RE: You are NOT alone, but impatience and

The same things happen when the hardware and power supplies are improved and when the machine is made totally headless without any form of display etc. The same things also happen with cpu core isolation and priority re-assignment.

I can offer assurances based on experience, not speculation, that a system using an industrial-quality CPU c/w a good linear power supply and configured as you suggest benefits greatly from the measures Serge and others describe under the general heading of "OS Slimming".

As an example, simply removing the Resources in a small number of key OS files such as shell32.dll can radically change the sound quality of a PC-based system. If, as happens, the changes are not uniformly for the better, the remedy lies elsewhere.

To argue otherwise is to introduce a logical absurdity - that the presence of software crud with no function in a dedicated audio system (and precious little in a workaday one) is a prerequisite to optimal performance.

The notion is IMFFHO too fatuous to discuss but, if you find it hard to accept, just try opening the likes of shell32.dll in a Resource Editor. In, say, the XP Pro version you'll find dozens of bitmaps for Win 2K and XP Embedded and scores of icons neither of us has ever seen on any monitor.


cMP sticks to low quality power supplies and allegedly defeats jitter using standard pc hardware.

No such claim is made. I don't know why you and others feel so strongly the urge to talk nonsense about the cMP2 approach - it's not as if you've ever heard one. What are you so frightened of?

In any case, "OS Slimming" has little to do with cics's approach except insofar as the latter provided a starting point for the former. As it goes, I suspect cics agrees with you on this one. Which makes you both wrong, I fear.

And while we're at it, the notion of deleting superfluous resources has nothing to do with cics - it was first suggested by a lad from France who seems to have quit the forum shortly after describing his results.

You have 100 variables, how many permutations are there to adopt? 100 x 99 x98 ------ all the way to x1!

You'll need to clarify that one. I fear you won't.

## Collected material
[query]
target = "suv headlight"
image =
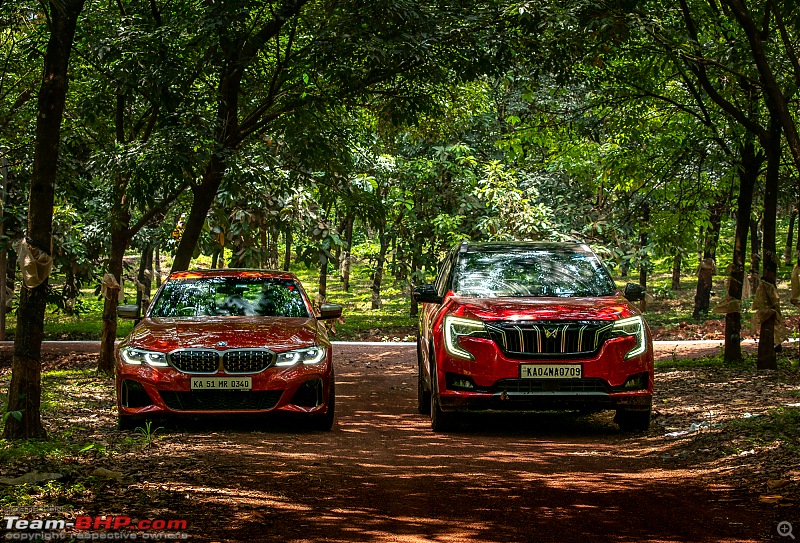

## What is needed
From the forum reply above, list every change after which the reply says "the same things" still happen.

## Solution to this problem
- Improving the hardware and power supplies
- Making the machine totally headless, without any form of display
- CPU core isolation
- Priority re-assignment